(Task description):
Print the entries verbatim, leaving out the images they contain.

(Source records):

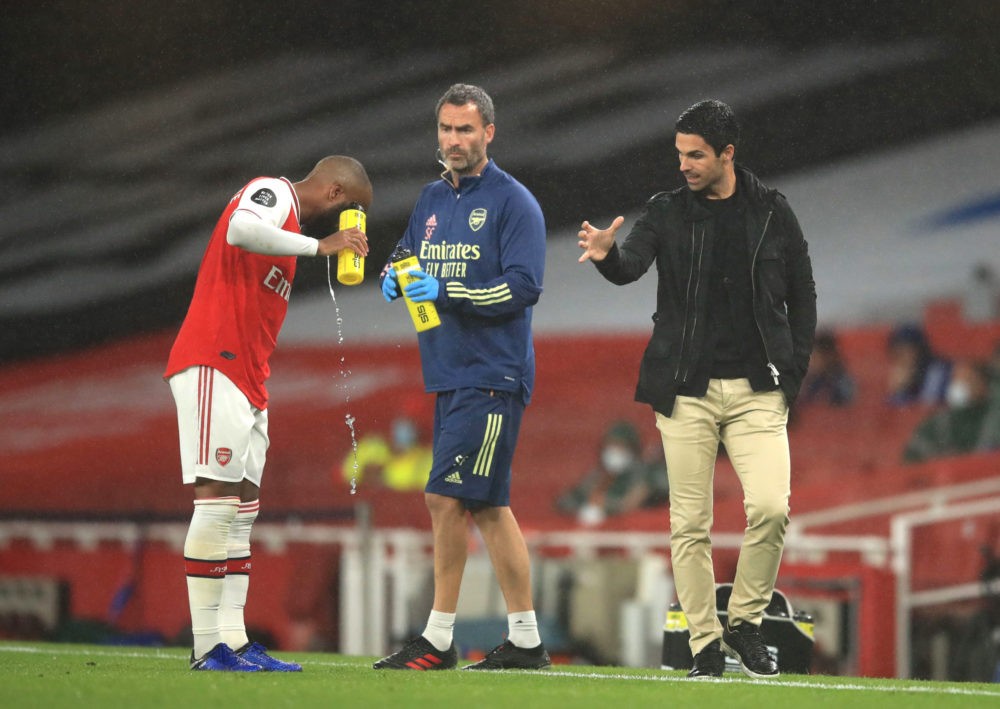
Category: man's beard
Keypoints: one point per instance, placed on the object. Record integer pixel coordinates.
(323, 224)
(469, 162)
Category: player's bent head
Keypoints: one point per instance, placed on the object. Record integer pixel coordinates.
(714, 121)
(347, 172)
(461, 94)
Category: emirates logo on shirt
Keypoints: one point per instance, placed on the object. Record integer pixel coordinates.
(264, 197)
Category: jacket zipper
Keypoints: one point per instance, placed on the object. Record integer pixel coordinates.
(687, 303)
(753, 284)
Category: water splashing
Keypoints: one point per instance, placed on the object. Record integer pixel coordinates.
(344, 373)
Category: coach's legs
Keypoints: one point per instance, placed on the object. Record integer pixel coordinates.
(450, 551)
(512, 565)
(509, 555)
(690, 445)
(756, 439)
(450, 548)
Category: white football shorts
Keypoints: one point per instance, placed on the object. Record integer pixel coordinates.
(222, 435)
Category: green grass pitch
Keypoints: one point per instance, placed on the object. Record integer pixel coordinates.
(81, 676)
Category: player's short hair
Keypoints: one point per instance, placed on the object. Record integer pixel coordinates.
(714, 121)
(461, 94)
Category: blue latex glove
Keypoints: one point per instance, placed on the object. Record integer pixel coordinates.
(424, 289)
(390, 288)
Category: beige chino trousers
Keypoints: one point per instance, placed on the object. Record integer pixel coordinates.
(752, 425)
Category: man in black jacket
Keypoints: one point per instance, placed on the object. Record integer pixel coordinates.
(733, 330)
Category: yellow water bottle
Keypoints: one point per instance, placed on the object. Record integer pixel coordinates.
(350, 264)
(424, 314)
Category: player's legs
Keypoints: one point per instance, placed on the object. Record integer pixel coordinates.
(450, 530)
(690, 445)
(756, 439)
(214, 425)
(237, 584)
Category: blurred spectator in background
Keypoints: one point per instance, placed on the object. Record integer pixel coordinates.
(981, 302)
(916, 374)
(401, 463)
(827, 381)
(995, 373)
(620, 482)
(968, 424)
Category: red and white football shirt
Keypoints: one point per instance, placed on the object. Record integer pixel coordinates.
(240, 298)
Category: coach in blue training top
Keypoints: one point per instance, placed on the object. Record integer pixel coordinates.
(480, 238)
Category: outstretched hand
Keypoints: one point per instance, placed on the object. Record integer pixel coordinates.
(596, 243)
(352, 238)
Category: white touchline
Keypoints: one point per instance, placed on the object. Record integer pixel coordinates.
(797, 684)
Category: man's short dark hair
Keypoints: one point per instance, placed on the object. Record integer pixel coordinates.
(461, 94)
(714, 121)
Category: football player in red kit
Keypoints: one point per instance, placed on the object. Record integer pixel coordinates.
(217, 371)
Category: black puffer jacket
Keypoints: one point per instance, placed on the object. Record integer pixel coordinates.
(677, 233)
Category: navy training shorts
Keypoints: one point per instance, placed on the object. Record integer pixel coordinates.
(475, 433)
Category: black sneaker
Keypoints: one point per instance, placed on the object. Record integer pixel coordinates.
(744, 644)
(419, 654)
(710, 662)
(511, 657)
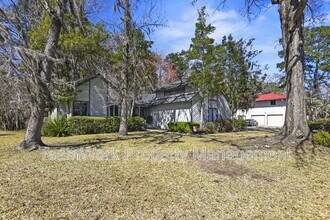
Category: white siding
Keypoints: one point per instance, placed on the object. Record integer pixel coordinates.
(172, 112)
(83, 92)
(266, 114)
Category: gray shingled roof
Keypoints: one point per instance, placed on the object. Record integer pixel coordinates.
(186, 97)
(173, 85)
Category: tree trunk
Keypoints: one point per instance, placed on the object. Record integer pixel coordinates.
(123, 117)
(41, 80)
(32, 139)
(202, 114)
(295, 128)
(127, 69)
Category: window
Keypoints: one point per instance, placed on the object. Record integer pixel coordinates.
(213, 114)
(80, 108)
(114, 110)
(213, 110)
(174, 92)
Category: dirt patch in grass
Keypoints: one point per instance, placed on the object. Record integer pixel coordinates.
(232, 169)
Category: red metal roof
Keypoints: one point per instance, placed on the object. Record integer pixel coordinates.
(269, 97)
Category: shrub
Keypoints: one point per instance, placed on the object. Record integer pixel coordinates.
(239, 124)
(57, 127)
(224, 125)
(229, 125)
(93, 125)
(182, 127)
(319, 125)
(210, 128)
(135, 123)
(321, 138)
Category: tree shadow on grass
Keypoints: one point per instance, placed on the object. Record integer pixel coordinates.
(232, 169)
(147, 137)
(163, 138)
(3, 135)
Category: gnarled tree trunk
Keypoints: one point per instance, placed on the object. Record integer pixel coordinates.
(40, 82)
(292, 20)
(127, 67)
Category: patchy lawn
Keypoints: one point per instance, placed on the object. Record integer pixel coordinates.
(161, 176)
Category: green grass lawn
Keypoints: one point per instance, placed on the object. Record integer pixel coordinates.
(72, 179)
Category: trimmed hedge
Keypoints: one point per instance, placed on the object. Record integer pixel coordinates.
(319, 125)
(57, 127)
(97, 125)
(135, 123)
(225, 125)
(93, 125)
(321, 138)
(182, 127)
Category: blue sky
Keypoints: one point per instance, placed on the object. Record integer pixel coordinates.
(182, 16)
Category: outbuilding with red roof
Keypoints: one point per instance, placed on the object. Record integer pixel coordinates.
(268, 110)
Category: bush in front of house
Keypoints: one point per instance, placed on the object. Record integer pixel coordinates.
(182, 127)
(210, 128)
(224, 125)
(321, 138)
(239, 124)
(319, 125)
(57, 127)
(135, 123)
(93, 125)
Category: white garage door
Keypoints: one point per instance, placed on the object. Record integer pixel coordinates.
(260, 119)
(275, 120)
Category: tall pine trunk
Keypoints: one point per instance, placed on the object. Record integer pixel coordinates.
(127, 67)
(41, 79)
(295, 128)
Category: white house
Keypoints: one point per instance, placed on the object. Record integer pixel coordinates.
(170, 103)
(268, 110)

(Worked answer):
Category: man's beard
Keypoints: one point per instance, placed on the object. Record integer pixel coordinates.
(323, 224)
(469, 162)
Category: player's bent head
Keypoints: one point per instance, placed on the object. Record integer pixel coordinates.
(714, 121)
(347, 172)
(461, 94)
Category: emirates logo on shirt
Keypoints: one point per instance, placed on the object. Record integer pixel coordinates.
(264, 197)
Category: jacket zipper
Keypoints: one point per instance, placed on the object. Record integer pixel coordinates.
(687, 303)
(753, 284)
Category: water splashing
Keypoints: one point per instance, placed on the object. Record integer pixel coordinates.
(344, 373)
Category: coach's legs
Keypoints: one point per instance, placed on the object. Record integer pixel coordinates.
(450, 551)
(512, 565)
(509, 555)
(690, 445)
(756, 439)
(450, 548)
Category: white football shorts
Keypoints: one point per instance, placed on the object. Record integer pixel coordinates.
(222, 435)
Category: green grass pitch
Keypoints: one point per instance, placed on the object. Record integer pixel coordinates.
(81, 676)
Category: player's short hair
Keypoints: one point per instance, placed on the object. Record integer pixel coordinates.
(714, 121)
(461, 94)
Category: blue latex glove
Keypoints: one point per instance, placed on the object. Record integer pixel coordinates.
(424, 289)
(390, 288)
Category: beige chino trousers
Keypoints: one point per instance, placed on the object. Record integer pixel coordinates.
(752, 425)
Category: man in black jacket
Keypoints: one point per instance, placed on the object. Record integer pixel coordinates.
(733, 330)
Category: yellow water bottle
Keypoints: one point per instance, placed on the object. Record integer pixel coordinates.
(350, 264)
(424, 314)
Category: player's legs
Keypoints: one point per instance, placed on the object. Record integer pixel coordinates.
(450, 530)
(690, 445)
(756, 439)
(214, 425)
(237, 584)
Category: blurred spectator in background
Keypoints: one point per instance, placed on the object. Record integer pixel coordinates.
(981, 302)
(916, 374)
(401, 463)
(827, 381)
(995, 373)
(620, 482)
(968, 424)
Category: red and white football shirt
Keypoints: one point per instance, placed on the object. Record integer pixel coordinates.
(240, 298)
Category: coach in blue training top
Keypoints: one point per instance, placed on the object. Record integer pixel coordinates.
(480, 238)
Category: outstretched hand
Keypoints: one point per instance, placed on the object. Record integer pixel coordinates.
(596, 243)
(352, 238)
Category: white touchline
Keypoints: one point per instance, placed on the object. Record integer pixel coordinates.
(797, 684)
Category: man's short dark hair
Keypoints: one point per instance, placed on the object. Record integer pixel coordinates.
(461, 94)
(714, 121)
Category: football player in red kit
Keypoints: one point per instance, placed on the object. Record integer pixel coordinates.
(217, 371)
Category: black puffer jacket
Keypoints: one point per instance, placed on the object. Record integer pixel coordinates.
(677, 233)
Category: navy training shorts
Keypoints: one point per instance, placed on the object. Record integer pixel coordinates.
(475, 433)
Category: black sneaker
Keypoints: one point per instance, placed on the object. Record integer pixel coordinates.
(744, 644)
(419, 654)
(710, 662)
(511, 657)
Category: white siding
Keypoints: one point per instance, placed on the object. Record integer pixel coordinates.
(172, 112)
(83, 92)
(266, 114)
Category: gray shingled roof
Keypoints: one point per instance, placed on the object. Record integer pixel coordinates.
(186, 97)
(173, 85)
Category: tree trunk
Keypoints: one point per instance, placed on the object. Record integer pixel coordinates.
(123, 117)
(41, 80)
(32, 139)
(202, 114)
(295, 128)
(127, 69)
Category: window
Keypoints: one point per instance, placed on the object. Record integer pixel coordinates.
(213, 114)
(80, 108)
(114, 110)
(213, 110)
(174, 92)
Category: dirt patch in grass
Keypoints: one point per instance, placed on the object. Record integer pixel coordinates.
(232, 169)
Category: red metal roof
Keypoints: one point per instance, placed on the object. Record integer pixel coordinates.
(269, 97)
Category: shrub
Keypoints: one point per instance, placed on the object. Record integer pixel coordinates.
(239, 124)
(57, 127)
(224, 125)
(229, 125)
(93, 125)
(182, 127)
(319, 125)
(210, 128)
(135, 123)
(321, 138)
Category: tree shadow on grass
Keypoints: one point per instance, placed on the object. Record integer pixel coordinates.
(232, 169)
(147, 137)
(163, 138)
(3, 135)
Category: gnarled tree trunk
Keypoints: one point per instance, placed on the object. Record integer pixel coordinates.
(40, 82)
(292, 20)
(127, 67)
Category: patchy lawn
Keypoints: one point per instance, placed on the object. Record integer pixel coordinates.
(161, 176)
Category: green grass lawn
Keypoints: one point per instance, placed on the object. Record integer pixel coordinates.
(72, 179)
Category: trimmed hedge
Keypoints: one point per instance, placed on the object. Record integer pixel coordinates.
(319, 125)
(57, 127)
(97, 125)
(135, 123)
(225, 125)
(93, 125)
(321, 138)
(182, 127)
Category: blue sky
Keypoints: one point per instance, placed on the object. Record integer pixel coordinates.
(182, 16)
Category: outbuilding with red roof
Keypoints: one point per instance, placed on the object. Record integer pixel coordinates.
(268, 110)
Category: bush in front of house
Keypoints: one point per instance, placed on the object. Record integer pixel coordinates.
(182, 127)
(210, 128)
(224, 125)
(321, 138)
(239, 124)
(319, 125)
(57, 127)
(135, 123)
(93, 125)
Category: white garage door
Keypoints: one point per instance, placed on the object. Record integer pixel coordinates.
(260, 119)
(275, 120)
Category: tall pine trunk
Keypoints: one point per instance, placed on the object. Record integer pixel coordinates.
(127, 67)
(41, 79)
(295, 128)
Category: white house
Keypoints: one point per instance, placed on the object. Record integer pixel coordinates.
(170, 103)
(268, 110)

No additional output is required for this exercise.